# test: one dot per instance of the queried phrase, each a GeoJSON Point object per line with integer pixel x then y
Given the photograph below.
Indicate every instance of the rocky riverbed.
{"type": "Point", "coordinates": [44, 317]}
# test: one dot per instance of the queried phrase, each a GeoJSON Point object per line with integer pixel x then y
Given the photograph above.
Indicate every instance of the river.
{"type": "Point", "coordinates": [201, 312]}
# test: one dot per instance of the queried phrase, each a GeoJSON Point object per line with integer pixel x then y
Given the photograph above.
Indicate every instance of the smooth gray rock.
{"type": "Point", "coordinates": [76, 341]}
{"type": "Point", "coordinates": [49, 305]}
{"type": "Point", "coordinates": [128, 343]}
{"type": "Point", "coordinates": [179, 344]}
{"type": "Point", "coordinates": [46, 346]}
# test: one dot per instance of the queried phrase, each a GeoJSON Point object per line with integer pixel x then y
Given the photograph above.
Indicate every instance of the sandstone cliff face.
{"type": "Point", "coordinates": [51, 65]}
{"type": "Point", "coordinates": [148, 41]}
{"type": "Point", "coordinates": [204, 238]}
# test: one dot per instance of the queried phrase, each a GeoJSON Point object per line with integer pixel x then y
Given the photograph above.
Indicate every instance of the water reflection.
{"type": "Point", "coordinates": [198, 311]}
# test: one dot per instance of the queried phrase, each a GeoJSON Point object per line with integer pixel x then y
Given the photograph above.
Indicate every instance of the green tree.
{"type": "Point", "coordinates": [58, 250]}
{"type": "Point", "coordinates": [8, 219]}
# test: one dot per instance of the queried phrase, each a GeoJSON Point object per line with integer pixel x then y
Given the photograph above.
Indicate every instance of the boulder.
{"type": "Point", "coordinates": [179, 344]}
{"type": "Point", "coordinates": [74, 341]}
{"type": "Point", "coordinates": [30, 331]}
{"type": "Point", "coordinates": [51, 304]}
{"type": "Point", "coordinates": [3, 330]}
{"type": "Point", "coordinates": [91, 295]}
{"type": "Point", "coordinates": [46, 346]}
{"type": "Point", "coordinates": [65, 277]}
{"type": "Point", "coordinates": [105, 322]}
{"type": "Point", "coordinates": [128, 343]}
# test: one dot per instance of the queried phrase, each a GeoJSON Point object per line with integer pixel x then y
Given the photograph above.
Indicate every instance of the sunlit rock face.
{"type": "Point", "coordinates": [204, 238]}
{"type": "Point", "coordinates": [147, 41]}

*****

# [WORK TASK]
The full set of records, transcribed exactly, is the answer.

# [TASK ANSWER]
# test: one dot per instance of the queried phrase, each a GeoJSON Point object per line with integer pixel x then y
Given the photograph below.
Indicate every instance of the rocky riverbed.
{"type": "Point", "coordinates": [44, 317]}
# test: one dot per instance of the queried phrase, each a GeoJSON Point object per line with integer pixel x then y
Given the photograph above.
Indicate every instance of the river.
{"type": "Point", "coordinates": [201, 312]}
# test: one dot per instance of the queried phrase, each a GeoJSON Point object per line with integer pixel x then y
Given the photograph above.
Indicate every instance of the smooth gray rock.
{"type": "Point", "coordinates": [76, 341]}
{"type": "Point", "coordinates": [49, 305]}
{"type": "Point", "coordinates": [128, 343]}
{"type": "Point", "coordinates": [179, 344]}
{"type": "Point", "coordinates": [46, 346]}
# test: one dot per instance of the queried phrase, each a GeoJSON Point object per line with integer pixel x then y
Given the photograph above.
Indicate every instance of the sandstone cliff face.
{"type": "Point", "coordinates": [51, 65]}
{"type": "Point", "coordinates": [148, 41]}
{"type": "Point", "coordinates": [204, 238]}
# test: one dot per instance of the queried phrase, each a GeoJSON Point object per line with integer pixel x then y
Given the photograph above.
Indicate every instance of the water reflection.
{"type": "Point", "coordinates": [198, 311]}
# test: one dot per instance of the queried phrase, each a GeoJSON Point object per line with integer pixel x then y
Given the photograph above.
Indicate every instance of the green tree.
{"type": "Point", "coordinates": [58, 250]}
{"type": "Point", "coordinates": [8, 219]}
# test: one dot per instance of the queried phrase, each a GeoJSON Point object per line with integer pixel x then y
Given the photograph above.
Indicate every instance of the boulder.
{"type": "Point", "coordinates": [179, 344]}
{"type": "Point", "coordinates": [74, 341]}
{"type": "Point", "coordinates": [30, 331]}
{"type": "Point", "coordinates": [51, 304]}
{"type": "Point", "coordinates": [3, 330]}
{"type": "Point", "coordinates": [91, 295]}
{"type": "Point", "coordinates": [46, 346]}
{"type": "Point", "coordinates": [65, 277]}
{"type": "Point", "coordinates": [105, 322]}
{"type": "Point", "coordinates": [128, 343]}
# test: one dot per instance of the queried phrase, each a GeoJSON Point object per line with integer pixel x then y
Given the photograph above.
Indicate every instance of the sunlit rock face.
{"type": "Point", "coordinates": [204, 238]}
{"type": "Point", "coordinates": [147, 41]}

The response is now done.